== DOCUMENT TEXT ==
------------------------------------

Jump to content

Recommended Posts

Posted

I have seen a couple of posts over judder when setting off with EZrun brushless systems and after setting mine up tonight I have found the same problem. My battery is an Mtronics 3700nimh type which I have not had for very long as I am a newbie.

The thing is as I have just forked out for a non LIPO charger I really dont want to make everything I have redundant so I would rather stick with nimh for now. I would also really like to stick with tamiya connectors if possible, the ezrun came with a tamiya connector so I am guessing its up to the job?

One thing I noticed with my current battery is it runs for ages but it will run for a good 15 mins at a reduced output, I read that this means the cells are not so great? So What sort of stick pack do people reccomend? I have seen the team orion rocket packs which look pretty nice, would a 4500 rocket pack run the ezrun without judder? And what are other 9t EZrun users running?

cheers

Boothy

p.s. I have set the punch right down and still have a slight judder on start.

Posted

It sounds like the judder you're referring to is not the same judder that's related to lack of battery current. I tested my 9T eZRun motor with an old NiCD pack and there was no judder from lack of current. The judder you're referring to is likely the hesitation/cogging that is normal on a sensorless system. This normally only shows itself under light taps of the throttle especially after braking.

Here is a video of my car with the sensorless judder at 22 seconds. Car is running a 100A LiPo so it's not the battery.

Posted

I have the EZrun 9T and the 5.5T and I have never had even the slightest hint of "sensorless cogging".

------------------------------------

== RECORDED INFORMATION ==
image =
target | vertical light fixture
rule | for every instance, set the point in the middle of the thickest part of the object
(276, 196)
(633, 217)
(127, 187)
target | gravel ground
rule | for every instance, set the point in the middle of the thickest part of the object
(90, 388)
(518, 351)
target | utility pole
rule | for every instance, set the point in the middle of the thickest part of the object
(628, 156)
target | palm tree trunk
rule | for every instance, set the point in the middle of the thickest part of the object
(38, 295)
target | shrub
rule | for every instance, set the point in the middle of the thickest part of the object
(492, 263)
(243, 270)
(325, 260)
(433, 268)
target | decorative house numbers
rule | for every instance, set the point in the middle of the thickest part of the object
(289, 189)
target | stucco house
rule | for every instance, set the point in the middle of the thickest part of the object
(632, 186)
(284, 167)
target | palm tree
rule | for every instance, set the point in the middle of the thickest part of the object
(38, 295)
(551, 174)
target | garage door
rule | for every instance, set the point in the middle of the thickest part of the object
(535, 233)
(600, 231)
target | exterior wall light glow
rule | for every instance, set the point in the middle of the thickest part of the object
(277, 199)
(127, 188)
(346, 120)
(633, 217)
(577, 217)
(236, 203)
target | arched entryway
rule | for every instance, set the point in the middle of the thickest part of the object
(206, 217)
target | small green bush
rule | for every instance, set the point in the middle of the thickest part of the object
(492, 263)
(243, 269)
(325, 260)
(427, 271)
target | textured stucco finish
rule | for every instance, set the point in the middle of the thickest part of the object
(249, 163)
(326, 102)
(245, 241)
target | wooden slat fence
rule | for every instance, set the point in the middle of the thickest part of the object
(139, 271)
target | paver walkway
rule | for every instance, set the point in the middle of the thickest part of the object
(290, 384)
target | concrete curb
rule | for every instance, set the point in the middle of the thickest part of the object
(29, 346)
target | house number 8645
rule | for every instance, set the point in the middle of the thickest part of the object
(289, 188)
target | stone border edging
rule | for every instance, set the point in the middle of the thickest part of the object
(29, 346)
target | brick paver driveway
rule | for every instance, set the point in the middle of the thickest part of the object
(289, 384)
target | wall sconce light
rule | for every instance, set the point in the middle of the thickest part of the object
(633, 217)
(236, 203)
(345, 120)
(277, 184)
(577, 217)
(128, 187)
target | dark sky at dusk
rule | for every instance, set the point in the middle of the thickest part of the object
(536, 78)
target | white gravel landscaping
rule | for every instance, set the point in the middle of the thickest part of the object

------------------------------------

== REQUIREMENT A ==
Translate this sentence from the forum thread about EZrun judder into Spanish: "This normally only shows itself under light taps of the throttle especially after braking."
== REQUIREMENT B ==
Answer these questions using the forum thread about EZrun judder:
(i) What brand, capacity and chemistry is the first poster's battery?
(ii) What pack did the second poster use when testing the 9T eZRun motor?
(iii) Which two EZrun motors does the last poster own?
== REQUIREMENT C ==
Continue the forum thread about EZrun judder from where the text stops.

== TASK ANSWER A ==
Esto normalmente solo se manifiesta con toques ligeros del acelerador, especialmente después de frenar.

== TASK ANSWER B ==
(i) An Mtronics 3700 NiMH pack.
(ii) An old NiCd pack.
(iii) The EZrun 9T and the 5.5T.

== TASK ANSWER C ==
I had the stutter on starts when I first used it too.... it was my battery packs. Got me some new ones and a peak charger and never had a problem since.

I'm using 3000mah ni-mihs with no problem (well, Li-Po on the 5.5 setup).

Posted
I have the EZrun 9T and the 5.5T and I have never had even the slightest hint of "sensorless cogging".

Seriously? ALL of my sensorless eZRun systems have the slight cogging/hesitation when going slow forwad/backward and this is due to the ESC not knowing exactly the position of the rotor especially after braking. I've talked to many people who have the same observations. You must be very lucky to be among the few with no cogging issues. The cogging is especially bad on the 5.5T in my TA03 and the car even sometimes briefly goes slightly backwards before going forwards. I set the ESC's punch level on the lowest so maybe that has an effect on the cogging who knows.

Posted

The judder does happen on light starts and not really if you push forwards harder on the stick, it is better with the punch turned down though.

What is the difference with a sensorless system?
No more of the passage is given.